(TEXT EXTRACT)
'''

Then he invites his players to stand in front of their teammates and give the name, gender, height and weight of their newborn.
For Bears coach John Fox, connecting to his players is as simple as making them feel like family — even when Jay Cutler, Matt Forte and others are announcing an addition to theirs at home.
“This is the first time I’ve ever been on a team like this,” defensive lineman Jarvis jenkins said. “It makes you feel family-oriented. Anytime you have a family, you’re going to go to bat with your family.”
Fox knows how to connect with his players, a skill developed over 14 years as a head coach.
“It definitely doesn’t feel like this is his first year,” Jenkins said. “He’s coaching like he’s been here for years.”
As Fox about his first season with the Panthers, though, and he playfully asks if he has to discuss it. He knows the struggles of being a first-year head coach, and Sunday’s opponent, the 49ers’ Jim Tomsula, is one of three in the NFL.
“I can sympathize,” he said. “I wasn’t real excited about it my very first year.”
Tomsula, whose head coaching resume included one year with NFL Europe’s Rhein Fire and one game as the 49ers’ interim, is 3-8.
Of the seven men coaching new teams this year, he’s the only one with fewer than five wins. The Broncos’ Gary Kubiak leads with nine. First-year coach Todd Bowles, who interviewed at Halas Hall in January, has given the Jets the biggest leap from last year.
“I went into it with some strong advice from a couple people who’d done this for a long time, who said just make sure I came into it expecting the unexpected,” said Tomsula, the 49ers’ former defensive line coach. “I feel like I’ve taken that approach.
“The other one was, don’t make knee-jerk decisions, Think your way through things.”
Experience is valuable because it takes time.
“When you see a guy that has a lot of success, when you see a guy that has Super Bowls, that knows what it takes to get there … you listen to a guy like that,” said Jenkins, who played for first-time head coach Jay Gruden last year in Washington. “You have to respect that, and trust in knowing that he’s going to get you where you want to go.”
Fox needs to win only one more game to ensure a better Bears record than last year.

'''

(EXERCISE SET)
a. According to the article on Bears coach John Fox, how many years has Fox been a head coach?
b. List every detail about their newborn that Fox's players announce to their teammates, according to the article on Bears coach John Fox.
c. In the article on Bears coach John Fox, take the part that opens with the words containing "Then he invites" and closes with "theirs at home.", swap "newborn" for "new baby", and write that part out again.

Pointing dataset records

'''

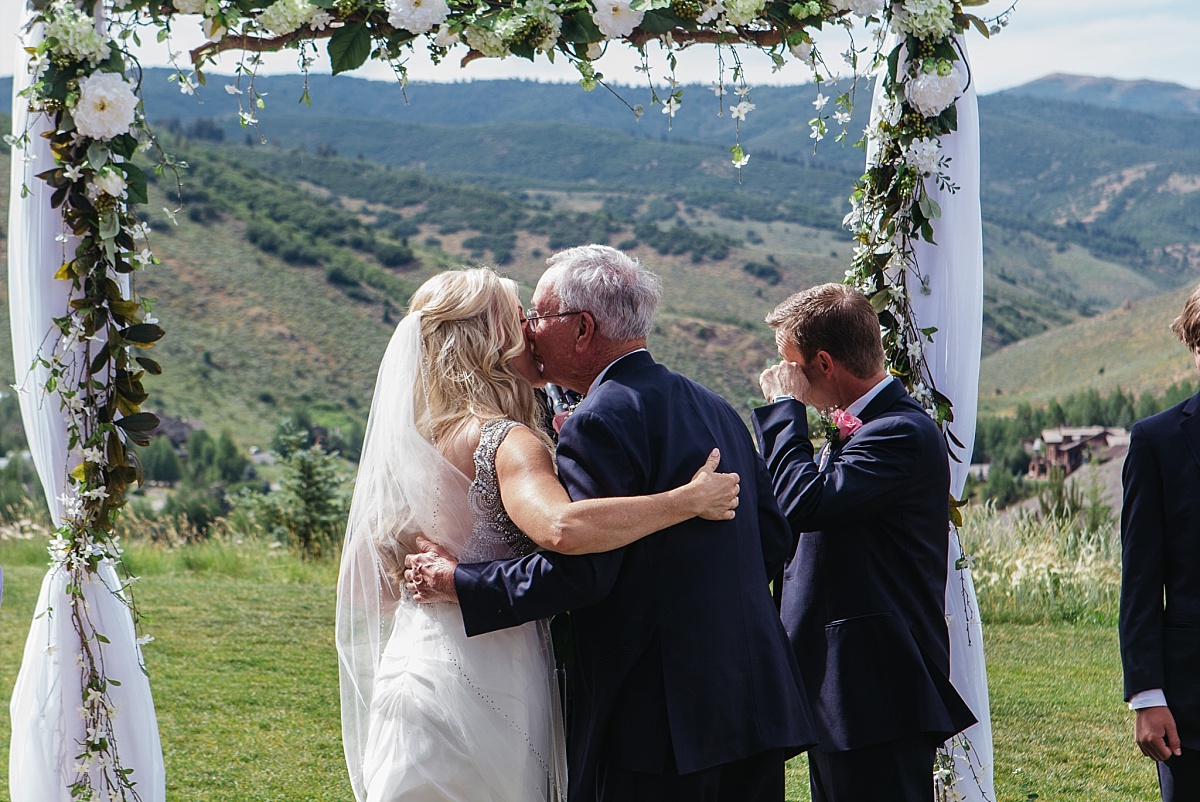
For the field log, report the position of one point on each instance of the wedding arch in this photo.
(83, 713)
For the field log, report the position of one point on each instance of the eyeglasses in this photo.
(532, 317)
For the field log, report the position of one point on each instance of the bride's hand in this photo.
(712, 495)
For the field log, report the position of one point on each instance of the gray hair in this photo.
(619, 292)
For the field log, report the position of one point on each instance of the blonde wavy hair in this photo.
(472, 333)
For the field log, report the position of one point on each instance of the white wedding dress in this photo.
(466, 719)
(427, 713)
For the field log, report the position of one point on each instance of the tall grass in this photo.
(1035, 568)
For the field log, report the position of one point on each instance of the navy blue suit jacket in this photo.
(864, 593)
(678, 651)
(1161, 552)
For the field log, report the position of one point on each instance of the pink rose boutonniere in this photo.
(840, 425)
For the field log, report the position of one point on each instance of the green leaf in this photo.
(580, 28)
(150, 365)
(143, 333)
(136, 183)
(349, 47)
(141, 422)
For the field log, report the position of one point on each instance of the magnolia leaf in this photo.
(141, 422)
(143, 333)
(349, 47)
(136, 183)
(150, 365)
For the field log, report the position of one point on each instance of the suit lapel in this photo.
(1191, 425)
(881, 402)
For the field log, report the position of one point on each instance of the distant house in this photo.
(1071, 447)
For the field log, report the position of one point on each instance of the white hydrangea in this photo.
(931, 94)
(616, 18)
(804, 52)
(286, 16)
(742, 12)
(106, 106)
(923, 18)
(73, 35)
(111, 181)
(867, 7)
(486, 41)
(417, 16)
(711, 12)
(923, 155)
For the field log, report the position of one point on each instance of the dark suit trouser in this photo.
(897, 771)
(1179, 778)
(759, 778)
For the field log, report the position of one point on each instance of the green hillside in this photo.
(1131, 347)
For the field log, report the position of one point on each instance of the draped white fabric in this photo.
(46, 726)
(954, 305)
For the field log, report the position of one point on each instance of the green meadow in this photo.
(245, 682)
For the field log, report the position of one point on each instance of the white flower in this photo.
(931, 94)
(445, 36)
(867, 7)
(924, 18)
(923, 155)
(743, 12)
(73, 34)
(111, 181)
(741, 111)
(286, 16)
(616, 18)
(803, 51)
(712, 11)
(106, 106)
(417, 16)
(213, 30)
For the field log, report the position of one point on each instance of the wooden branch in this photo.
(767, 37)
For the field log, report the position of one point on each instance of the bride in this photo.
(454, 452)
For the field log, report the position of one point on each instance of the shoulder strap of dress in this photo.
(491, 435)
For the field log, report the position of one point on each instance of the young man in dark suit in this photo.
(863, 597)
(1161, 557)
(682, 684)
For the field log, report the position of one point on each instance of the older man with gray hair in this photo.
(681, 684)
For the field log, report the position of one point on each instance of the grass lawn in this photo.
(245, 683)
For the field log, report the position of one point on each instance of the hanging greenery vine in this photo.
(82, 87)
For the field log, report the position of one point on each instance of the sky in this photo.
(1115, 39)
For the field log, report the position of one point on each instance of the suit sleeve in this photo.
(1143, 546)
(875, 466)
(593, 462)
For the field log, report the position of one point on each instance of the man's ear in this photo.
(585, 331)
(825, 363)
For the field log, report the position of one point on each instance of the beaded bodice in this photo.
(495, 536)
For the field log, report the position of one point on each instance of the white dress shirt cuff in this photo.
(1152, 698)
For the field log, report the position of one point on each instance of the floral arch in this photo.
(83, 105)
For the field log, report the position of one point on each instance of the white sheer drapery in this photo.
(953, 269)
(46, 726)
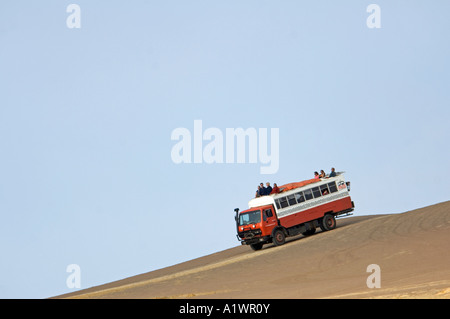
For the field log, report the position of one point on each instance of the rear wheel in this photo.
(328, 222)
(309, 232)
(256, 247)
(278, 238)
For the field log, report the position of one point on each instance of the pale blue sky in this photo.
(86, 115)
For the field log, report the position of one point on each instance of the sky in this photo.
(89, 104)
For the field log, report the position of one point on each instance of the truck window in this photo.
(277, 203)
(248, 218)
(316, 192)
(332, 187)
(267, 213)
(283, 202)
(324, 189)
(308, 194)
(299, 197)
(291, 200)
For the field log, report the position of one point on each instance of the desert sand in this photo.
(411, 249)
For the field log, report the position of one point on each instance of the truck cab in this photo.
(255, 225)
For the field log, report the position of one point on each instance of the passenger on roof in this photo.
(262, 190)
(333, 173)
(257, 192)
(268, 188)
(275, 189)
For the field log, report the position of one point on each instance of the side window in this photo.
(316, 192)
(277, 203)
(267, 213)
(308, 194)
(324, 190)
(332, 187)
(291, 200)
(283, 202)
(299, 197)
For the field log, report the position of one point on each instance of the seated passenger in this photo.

'''
'''

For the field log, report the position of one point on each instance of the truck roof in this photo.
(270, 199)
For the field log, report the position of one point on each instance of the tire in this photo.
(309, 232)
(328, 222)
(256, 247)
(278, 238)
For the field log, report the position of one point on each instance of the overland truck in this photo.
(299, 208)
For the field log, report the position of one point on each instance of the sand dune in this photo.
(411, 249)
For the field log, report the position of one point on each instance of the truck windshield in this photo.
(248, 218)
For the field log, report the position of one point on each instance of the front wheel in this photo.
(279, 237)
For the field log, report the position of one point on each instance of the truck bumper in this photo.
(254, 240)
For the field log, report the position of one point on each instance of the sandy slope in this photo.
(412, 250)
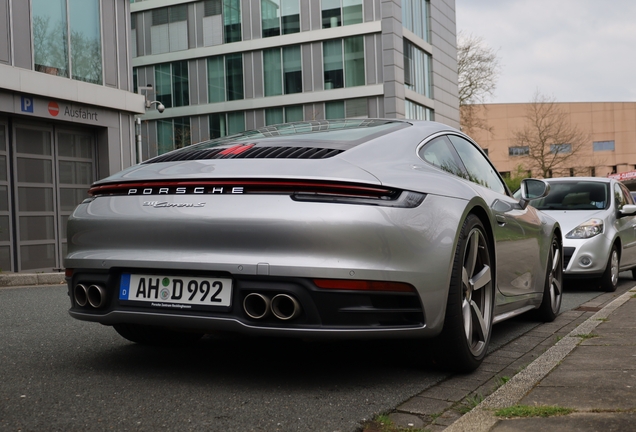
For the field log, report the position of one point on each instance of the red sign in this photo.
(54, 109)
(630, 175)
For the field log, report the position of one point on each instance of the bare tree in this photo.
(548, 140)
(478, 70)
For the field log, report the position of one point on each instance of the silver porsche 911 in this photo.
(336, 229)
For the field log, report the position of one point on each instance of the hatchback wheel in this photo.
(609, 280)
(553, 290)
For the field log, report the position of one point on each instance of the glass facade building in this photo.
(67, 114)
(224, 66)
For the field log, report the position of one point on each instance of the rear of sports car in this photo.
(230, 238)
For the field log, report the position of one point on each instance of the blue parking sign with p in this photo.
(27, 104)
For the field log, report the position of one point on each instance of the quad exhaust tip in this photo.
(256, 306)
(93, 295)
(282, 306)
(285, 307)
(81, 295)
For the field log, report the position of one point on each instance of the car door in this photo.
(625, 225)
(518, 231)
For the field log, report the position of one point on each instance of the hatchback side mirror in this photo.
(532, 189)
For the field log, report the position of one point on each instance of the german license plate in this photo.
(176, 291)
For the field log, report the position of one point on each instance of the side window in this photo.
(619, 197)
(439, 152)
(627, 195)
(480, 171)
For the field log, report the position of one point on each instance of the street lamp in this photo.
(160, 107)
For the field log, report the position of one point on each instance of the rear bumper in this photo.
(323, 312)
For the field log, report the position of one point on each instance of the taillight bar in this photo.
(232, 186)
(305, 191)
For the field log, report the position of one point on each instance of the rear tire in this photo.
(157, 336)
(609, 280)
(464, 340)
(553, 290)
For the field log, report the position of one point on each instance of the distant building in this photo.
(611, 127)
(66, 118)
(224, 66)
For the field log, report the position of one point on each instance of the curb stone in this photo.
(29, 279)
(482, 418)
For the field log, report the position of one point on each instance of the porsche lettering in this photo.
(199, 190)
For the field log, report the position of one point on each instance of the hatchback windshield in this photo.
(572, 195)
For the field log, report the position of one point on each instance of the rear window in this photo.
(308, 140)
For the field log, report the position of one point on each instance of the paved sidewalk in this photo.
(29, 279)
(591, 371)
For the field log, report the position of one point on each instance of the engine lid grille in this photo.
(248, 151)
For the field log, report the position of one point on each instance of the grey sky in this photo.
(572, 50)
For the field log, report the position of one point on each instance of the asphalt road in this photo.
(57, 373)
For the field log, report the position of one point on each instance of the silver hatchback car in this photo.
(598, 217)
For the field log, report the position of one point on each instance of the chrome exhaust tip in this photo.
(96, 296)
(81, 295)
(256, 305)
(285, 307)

'''

(RESPONSES IN ORDER)
a. 14 years

b. Name, gender, height and weight

c.
Then he invites his players to stand in front of their teammates and give the name, gender, height and weight of their new baby.
For Bears coach John Fox, connecting to his players is as simple as making them feel like family — even when Jay Cutler, Matt Forte and others are announcing an addition to theirs at home.